══ DATASET ══

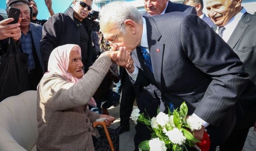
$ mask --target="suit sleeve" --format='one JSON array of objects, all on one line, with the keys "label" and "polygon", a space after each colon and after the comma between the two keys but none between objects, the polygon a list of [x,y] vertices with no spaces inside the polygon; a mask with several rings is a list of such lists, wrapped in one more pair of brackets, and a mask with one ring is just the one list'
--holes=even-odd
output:
[{"label": "suit sleeve", "polygon": [[63,22],[61,15],[55,15],[50,18],[43,26],[40,49],[45,68],[48,66],[51,52],[58,46],[62,35]]},{"label": "suit sleeve", "polygon": [[231,48],[197,16],[185,17],[180,32],[189,59],[212,80],[194,113],[218,126],[236,103],[248,75]]}]

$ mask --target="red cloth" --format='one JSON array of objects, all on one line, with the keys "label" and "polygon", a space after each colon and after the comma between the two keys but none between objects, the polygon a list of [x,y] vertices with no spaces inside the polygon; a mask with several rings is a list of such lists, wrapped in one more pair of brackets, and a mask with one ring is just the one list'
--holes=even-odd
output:
[{"label": "red cloth", "polygon": [[200,148],[201,151],[208,151],[210,149],[211,141],[208,133],[205,131],[203,133],[203,139],[201,141],[196,144],[196,146]]}]

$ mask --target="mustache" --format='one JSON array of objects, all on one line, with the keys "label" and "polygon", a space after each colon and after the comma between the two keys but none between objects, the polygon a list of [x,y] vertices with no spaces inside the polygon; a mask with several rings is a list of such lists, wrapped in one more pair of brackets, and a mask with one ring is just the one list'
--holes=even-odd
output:
[{"label": "mustache", "polygon": [[222,16],[223,16],[223,15],[222,14],[220,14],[219,13],[217,13],[215,15],[214,15],[211,18],[213,19],[215,19],[218,17],[221,17]]}]

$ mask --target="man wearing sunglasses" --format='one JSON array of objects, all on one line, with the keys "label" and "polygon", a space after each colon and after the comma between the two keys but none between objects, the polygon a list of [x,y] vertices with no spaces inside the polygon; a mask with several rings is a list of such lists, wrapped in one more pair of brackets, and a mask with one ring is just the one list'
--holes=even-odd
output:
[{"label": "man wearing sunglasses", "polygon": [[72,7],[65,13],[51,16],[44,25],[40,49],[47,71],[51,51],[59,46],[76,44],[81,47],[85,73],[92,64],[92,54],[96,50],[92,42],[91,21],[87,18],[92,9],[92,0],[74,0]]}]

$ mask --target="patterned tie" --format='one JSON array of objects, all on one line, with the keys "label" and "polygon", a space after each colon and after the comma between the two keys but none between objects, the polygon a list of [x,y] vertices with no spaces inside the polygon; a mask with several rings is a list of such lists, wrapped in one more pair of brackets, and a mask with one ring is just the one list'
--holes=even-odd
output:
[{"label": "patterned tie", "polygon": [[144,61],[147,67],[150,70],[150,71],[153,73],[153,69],[152,68],[152,64],[151,63],[151,59],[150,58],[150,55],[147,52],[146,47],[140,46],[139,49],[140,52],[142,55],[142,56],[144,59]]},{"label": "patterned tie", "polygon": [[224,26],[220,27],[219,29],[219,33],[218,33],[218,34],[221,38],[222,38],[222,36],[223,36],[223,31],[224,31],[225,29],[226,29],[226,28],[224,27]]}]

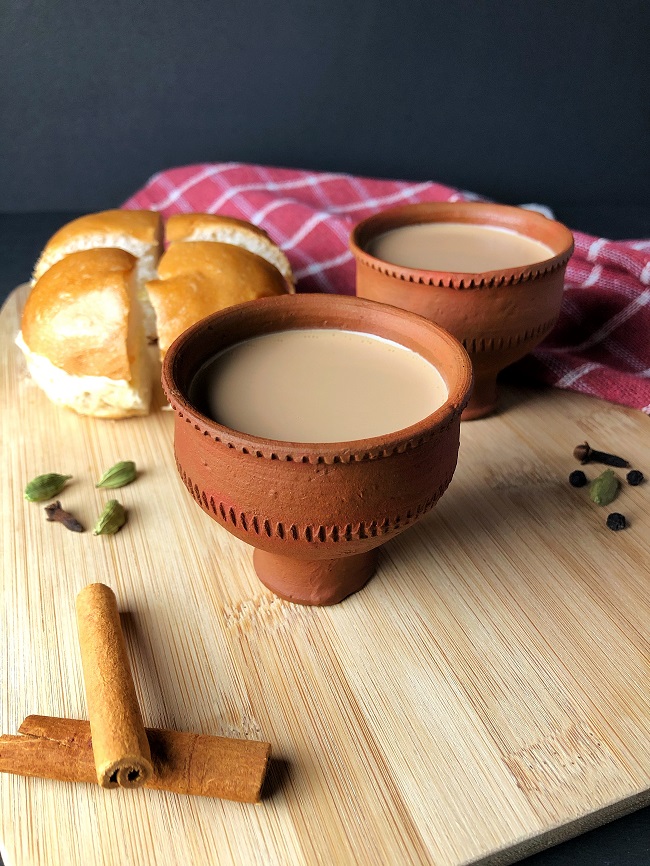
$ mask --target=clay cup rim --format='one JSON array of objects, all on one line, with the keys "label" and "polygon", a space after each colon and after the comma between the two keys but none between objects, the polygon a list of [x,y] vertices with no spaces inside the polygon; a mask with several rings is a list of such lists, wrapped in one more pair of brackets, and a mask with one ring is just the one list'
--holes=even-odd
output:
[{"label": "clay cup rim", "polygon": [[[391,229],[428,222],[453,222],[504,228],[541,241],[554,255],[516,268],[477,273],[409,268],[376,258],[366,252],[370,240]],[[350,250],[357,262],[410,283],[452,289],[480,289],[504,283],[519,283],[561,268],[573,253],[571,231],[557,220],[536,211],[488,202],[420,202],[380,211],[357,223],[350,234]]]},{"label": "clay cup rim", "polygon": [[[435,412],[402,430],[369,439],[327,443],[253,436],[213,421],[190,402],[194,376],[216,352],[261,334],[300,328],[361,331],[400,343],[437,367],[447,385],[447,400]],[[442,327],[415,313],[347,295],[282,295],[228,307],[181,334],[169,348],[162,368],[163,390],[172,409],[198,433],[244,454],[302,463],[358,462],[418,447],[460,415],[469,400],[472,382],[469,355]]]}]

═══

» WHAT TO WORK ON:
Render all of the lines above as a numbered list, omitting the blank lines. Leave the pictures out of your answer.

» CORRECT OUTPUT:
1. $ mask --target="suit sleeve" --format='one JSON array of objects, all on one line, with the keys "label" and "polygon", a space after each colon and after the comma between the two keys but none between objects, the polygon a list of [x,y] vertices with no spaces inside the polygon; a mask with several rings is a list of such lists, wrapped in one more pair of brackets, and a mask with one ring is just the one list'
2. --holes=even-odd
3. output:
4. [{"label": "suit sleeve", "polygon": [[63,22],[61,15],[55,15],[50,18],[43,26],[40,49],[45,68],[48,66],[51,52],[58,46],[62,35]]},{"label": "suit sleeve", "polygon": [[231,48],[197,16],[185,17],[180,32],[189,59],[212,80],[194,113],[218,126],[236,103],[248,75]]}]
5. $ mask --target="red cloth" --format='one JSON array of objects, all on one line, with the keys "label" and "polygon", a space after each colon and after the comma between the two keys but none between objects, the polygon a list of [x,y] vertices with no spaces inside the polygon; a mask with several rings is a list of such lists, wrapped in one more pair of brackets, and a mask with one ring is just the one list'
6. --holes=even-odd
7. output:
8. [{"label": "red cloth", "polygon": [[200,148],[201,151],[208,151],[210,149],[211,141],[208,133],[205,131],[203,133],[203,139],[201,141],[196,144],[196,146]]}]
9. $ mask --target="mustache" --format='one JSON array of objects, all on one line, with the keys "label" and "polygon", a space after each colon and after the comma between the two keys but none between objects, the polygon a list of [x,y] vertices with no spaces inside the polygon; a mask with several rings is a list of such lists, wrapped in one more pair of brackets, and a mask with one ring is just the one list'
10. --holes=even-odd
11. output:
12. [{"label": "mustache", "polygon": [[222,16],[223,16],[223,15],[222,14],[220,14],[219,13],[217,13],[215,15],[214,15],[211,18],[213,19],[215,19],[218,17],[221,17]]}]
13. $ mask --target="man wearing sunglasses" --format='one JSON array of objects, all on one line, with the keys "label" and "polygon", a space after each colon and after the comma between the two keys but none between objects, the polygon a list of [x,y] vertices with no spaces inside the polygon; a mask with several rings is a list of such lists, wrapped in one more pair of brackets, and a mask with one ring is just the one list'
14. --holes=even-odd
15. output:
16. [{"label": "man wearing sunglasses", "polygon": [[72,7],[65,13],[51,16],[44,25],[40,49],[47,71],[51,51],[59,46],[76,44],[81,47],[85,73],[92,64],[92,54],[96,50],[92,42],[91,21],[87,18],[92,9],[92,0],[74,0]]}]
17. $ mask --target="patterned tie" --format='one JSON array of objects, all on one line, with the keys "label" and "polygon", a space after each colon and after the comma between the two keys but none between objects, the polygon a list of [x,y] vertices with no spaces inside the polygon; a mask with several rings is a list of such lists, wrapped in one more pair of brackets, and a mask with one ring is just the one list'
18. --holes=even-odd
19. output:
20. [{"label": "patterned tie", "polygon": [[144,61],[147,67],[150,70],[150,71],[153,73],[153,69],[152,68],[152,64],[151,63],[151,59],[150,58],[150,55],[147,52],[146,47],[140,46],[139,49],[140,52],[142,55],[142,56],[144,59]]},{"label": "patterned tie", "polygon": [[224,26],[220,27],[219,29],[219,33],[218,33],[218,34],[221,38],[222,38],[222,36],[223,36],[223,31],[224,31],[225,29],[226,29],[226,28],[224,27]]}]
21. $ mask --target=clay cup rim --format='one JSON array of objects, all on one line, with the keys "label" and "polygon", a space after each colon and after the comma between the two keys but none between objects, the polygon a list of [x,y] vertices with no spaces inside the polygon; a mask with several rings is a list of such lists, wrapped in one more pair of brackets, and a mask with one ring is just the one list'
22. --holes=even-odd
23. output:
24. [{"label": "clay cup rim", "polygon": [[[391,229],[428,222],[453,222],[504,228],[541,241],[554,255],[516,268],[477,273],[409,268],[376,258],[366,252],[370,240]],[[350,250],[357,262],[410,283],[452,289],[480,289],[504,283],[519,283],[561,268],[573,253],[571,231],[557,220],[536,211],[488,202],[420,202],[380,211],[357,223],[350,234]]]},{"label": "clay cup rim", "polygon": [[[435,412],[402,430],[369,439],[327,443],[253,436],[213,421],[190,402],[194,376],[216,352],[261,334],[300,328],[361,331],[400,343],[437,367],[447,385],[447,400]],[[442,327],[415,313],[347,295],[282,295],[228,307],[181,334],[169,348],[162,368],[163,390],[172,409],[198,433],[244,454],[302,463],[358,462],[418,447],[460,415],[469,400],[472,382],[469,355]]]}]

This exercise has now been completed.